Rows
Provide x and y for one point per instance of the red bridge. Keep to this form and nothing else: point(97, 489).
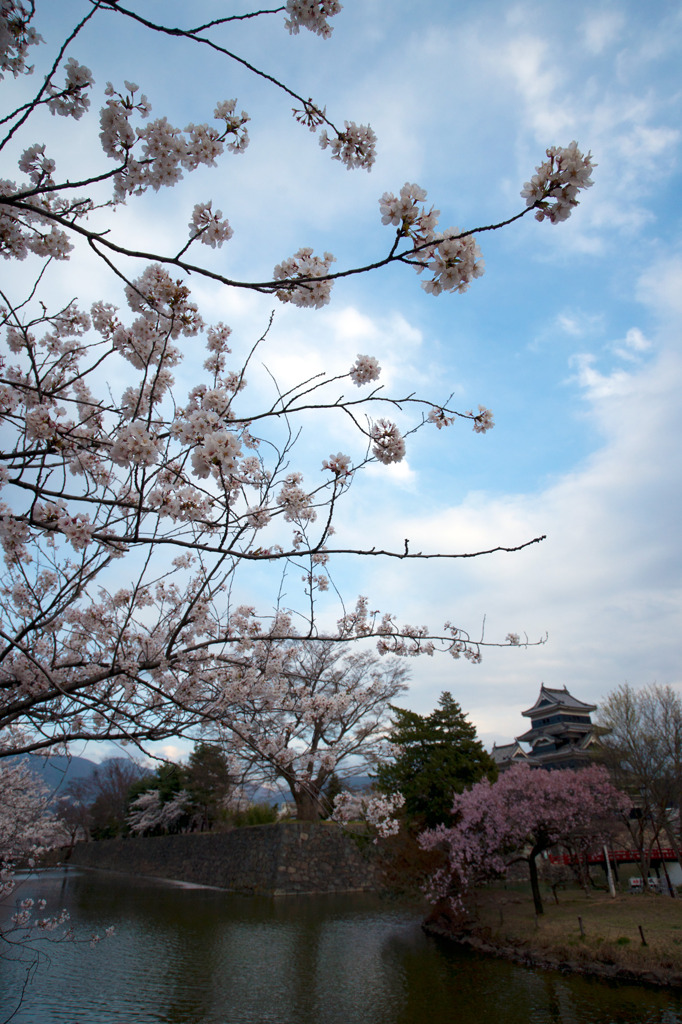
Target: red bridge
point(620, 856)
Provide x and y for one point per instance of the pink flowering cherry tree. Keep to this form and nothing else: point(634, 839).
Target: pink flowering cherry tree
point(135, 501)
point(518, 817)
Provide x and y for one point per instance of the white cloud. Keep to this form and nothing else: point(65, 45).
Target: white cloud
point(601, 29)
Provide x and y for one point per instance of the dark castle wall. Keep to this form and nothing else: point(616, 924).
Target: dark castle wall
point(278, 859)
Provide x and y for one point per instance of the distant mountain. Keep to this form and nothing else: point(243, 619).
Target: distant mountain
point(57, 770)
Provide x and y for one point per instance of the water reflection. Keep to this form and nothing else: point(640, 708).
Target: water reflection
point(204, 956)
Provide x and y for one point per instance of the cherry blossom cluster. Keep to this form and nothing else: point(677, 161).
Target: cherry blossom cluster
point(150, 814)
point(453, 257)
point(453, 260)
point(482, 420)
point(309, 711)
point(355, 146)
point(553, 188)
point(497, 823)
point(364, 370)
point(388, 442)
point(16, 35)
point(24, 231)
point(164, 151)
point(72, 100)
point(308, 268)
point(378, 811)
point(311, 14)
point(338, 464)
point(208, 226)
point(406, 214)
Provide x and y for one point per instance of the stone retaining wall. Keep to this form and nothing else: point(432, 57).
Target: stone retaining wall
point(278, 859)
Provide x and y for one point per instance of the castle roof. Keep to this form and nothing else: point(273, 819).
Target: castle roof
point(556, 699)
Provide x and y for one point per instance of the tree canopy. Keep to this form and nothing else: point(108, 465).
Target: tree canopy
point(435, 756)
point(525, 812)
point(640, 742)
point(142, 481)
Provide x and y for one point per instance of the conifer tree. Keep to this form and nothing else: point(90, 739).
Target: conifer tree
point(435, 757)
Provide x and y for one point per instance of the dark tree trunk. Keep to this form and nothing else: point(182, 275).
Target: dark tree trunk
point(308, 807)
point(535, 883)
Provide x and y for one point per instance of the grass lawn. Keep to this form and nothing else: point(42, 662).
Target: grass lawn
point(610, 928)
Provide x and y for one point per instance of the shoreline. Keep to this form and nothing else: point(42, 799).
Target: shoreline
point(605, 964)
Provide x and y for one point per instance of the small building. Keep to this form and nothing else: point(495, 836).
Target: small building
point(560, 733)
point(507, 755)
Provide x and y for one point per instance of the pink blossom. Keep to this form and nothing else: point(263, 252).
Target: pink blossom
point(388, 442)
point(365, 369)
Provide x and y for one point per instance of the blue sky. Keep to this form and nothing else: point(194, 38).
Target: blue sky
point(571, 337)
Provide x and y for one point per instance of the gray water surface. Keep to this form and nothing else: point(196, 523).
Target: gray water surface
point(187, 955)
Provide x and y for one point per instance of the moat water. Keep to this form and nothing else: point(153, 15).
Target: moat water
point(186, 955)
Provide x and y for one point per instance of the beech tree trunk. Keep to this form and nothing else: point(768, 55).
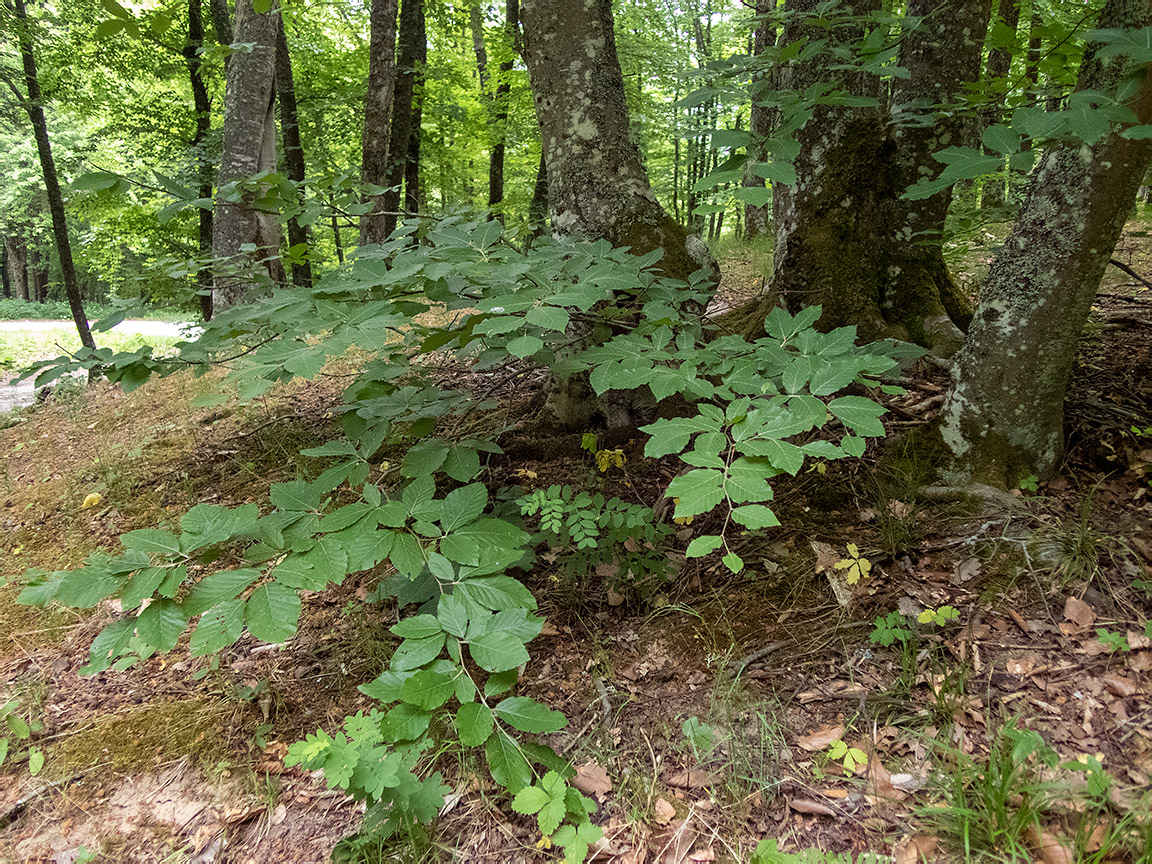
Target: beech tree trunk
point(411, 15)
point(381, 85)
point(204, 169)
point(415, 127)
point(1002, 419)
point(298, 241)
point(35, 107)
point(249, 148)
point(17, 266)
point(846, 240)
point(597, 186)
point(758, 217)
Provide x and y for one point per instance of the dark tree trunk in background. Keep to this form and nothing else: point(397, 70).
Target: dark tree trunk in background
point(538, 207)
point(381, 85)
point(998, 69)
point(298, 241)
point(758, 217)
point(415, 127)
point(846, 240)
point(17, 266)
point(249, 148)
point(597, 184)
point(411, 14)
point(204, 168)
point(1003, 417)
point(35, 107)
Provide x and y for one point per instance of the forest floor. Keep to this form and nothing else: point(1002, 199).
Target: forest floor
point(704, 718)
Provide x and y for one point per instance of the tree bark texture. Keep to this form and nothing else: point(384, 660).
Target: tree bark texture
point(758, 218)
point(17, 266)
point(597, 186)
point(412, 191)
point(381, 85)
point(411, 14)
point(846, 240)
point(249, 148)
point(35, 107)
point(298, 241)
point(1003, 417)
point(204, 168)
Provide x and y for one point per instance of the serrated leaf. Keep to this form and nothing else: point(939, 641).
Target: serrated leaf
point(474, 724)
point(703, 545)
point(527, 714)
point(218, 586)
point(161, 623)
point(272, 613)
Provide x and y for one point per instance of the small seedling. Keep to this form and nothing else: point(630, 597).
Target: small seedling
point(850, 757)
point(1112, 639)
point(889, 629)
point(940, 616)
point(857, 566)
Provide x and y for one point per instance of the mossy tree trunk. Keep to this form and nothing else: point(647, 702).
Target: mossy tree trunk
point(846, 240)
point(596, 183)
point(249, 149)
point(1003, 417)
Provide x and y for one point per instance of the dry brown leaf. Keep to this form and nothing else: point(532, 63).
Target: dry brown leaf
point(592, 780)
point(1120, 686)
point(1048, 847)
point(820, 739)
point(1078, 612)
point(803, 805)
point(691, 779)
point(674, 842)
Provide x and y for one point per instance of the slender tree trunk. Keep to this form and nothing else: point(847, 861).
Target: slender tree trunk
point(846, 240)
point(998, 69)
point(298, 242)
point(17, 266)
point(538, 207)
point(1003, 417)
point(35, 107)
point(381, 86)
point(757, 217)
point(411, 14)
point(412, 191)
point(204, 168)
point(249, 148)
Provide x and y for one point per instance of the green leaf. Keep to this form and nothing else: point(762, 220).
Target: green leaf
point(506, 764)
point(474, 724)
point(161, 623)
point(753, 516)
point(218, 628)
point(424, 457)
point(524, 346)
point(703, 545)
point(699, 491)
point(861, 415)
point(272, 613)
point(548, 318)
point(217, 588)
point(427, 689)
point(497, 651)
point(527, 714)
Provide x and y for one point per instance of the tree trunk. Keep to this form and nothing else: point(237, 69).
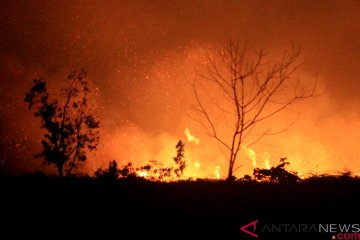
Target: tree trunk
point(60, 170)
point(230, 176)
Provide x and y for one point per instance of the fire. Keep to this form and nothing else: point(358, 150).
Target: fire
point(197, 165)
point(142, 174)
point(251, 154)
point(267, 164)
point(266, 157)
point(191, 138)
point(217, 172)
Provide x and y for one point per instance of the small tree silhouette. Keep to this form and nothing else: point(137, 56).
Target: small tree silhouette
point(70, 125)
point(252, 91)
point(276, 174)
point(180, 158)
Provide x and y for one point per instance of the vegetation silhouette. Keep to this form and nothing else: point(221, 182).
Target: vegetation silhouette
point(276, 174)
point(251, 91)
point(70, 125)
point(153, 171)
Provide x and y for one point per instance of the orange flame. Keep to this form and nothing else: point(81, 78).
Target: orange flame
point(251, 154)
point(217, 172)
point(191, 138)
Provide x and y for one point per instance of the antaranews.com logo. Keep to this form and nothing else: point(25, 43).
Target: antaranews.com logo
point(333, 230)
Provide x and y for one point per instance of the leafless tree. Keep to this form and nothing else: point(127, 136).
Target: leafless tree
point(253, 88)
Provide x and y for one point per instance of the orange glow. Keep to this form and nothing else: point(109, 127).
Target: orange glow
point(142, 174)
point(217, 172)
point(251, 154)
point(191, 138)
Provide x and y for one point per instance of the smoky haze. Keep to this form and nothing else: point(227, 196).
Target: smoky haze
point(141, 57)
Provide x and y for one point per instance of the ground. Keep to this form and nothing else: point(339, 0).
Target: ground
point(137, 207)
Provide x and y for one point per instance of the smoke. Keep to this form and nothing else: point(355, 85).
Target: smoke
point(142, 57)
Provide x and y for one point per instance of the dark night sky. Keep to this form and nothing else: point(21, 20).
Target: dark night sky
point(141, 56)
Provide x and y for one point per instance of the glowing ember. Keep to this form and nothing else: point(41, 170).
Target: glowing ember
point(197, 165)
point(267, 164)
point(217, 172)
point(191, 138)
point(266, 158)
point(142, 174)
point(251, 154)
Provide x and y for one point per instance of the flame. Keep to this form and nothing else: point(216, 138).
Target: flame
point(197, 165)
point(191, 138)
point(217, 172)
point(267, 164)
point(142, 174)
point(266, 157)
point(251, 154)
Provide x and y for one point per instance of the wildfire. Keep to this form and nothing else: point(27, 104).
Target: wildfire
point(267, 164)
point(266, 157)
point(191, 138)
point(197, 165)
point(217, 172)
point(142, 174)
point(251, 154)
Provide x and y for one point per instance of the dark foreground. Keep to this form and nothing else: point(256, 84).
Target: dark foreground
point(135, 208)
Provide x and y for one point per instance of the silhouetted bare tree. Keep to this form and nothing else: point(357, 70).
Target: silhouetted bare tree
point(69, 122)
point(180, 158)
point(254, 89)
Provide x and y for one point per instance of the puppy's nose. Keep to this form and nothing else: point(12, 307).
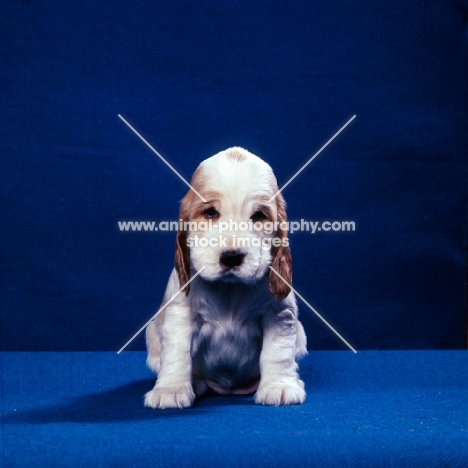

Directive
Could you repeat the lines of the material above word for word, starting with the line that contains "else: point(616, 924)." and going on through the line that contains "point(204, 956)"?

Response
Provide x and y for one point per instance of the dark castle wall. Keep to this form and nothing else: point(616, 924).
Target: dark castle wall
point(278, 859)
Provide x and y for one point per instance of the distant mountain. Keep to this form and nothing else: point(243, 619).
Target: distant mountain
point(57, 770)
Provide x and y for one point per instance of the water reflection. Keep to this form and nothing else: point(640, 708).
Target: water reflection
point(204, 956)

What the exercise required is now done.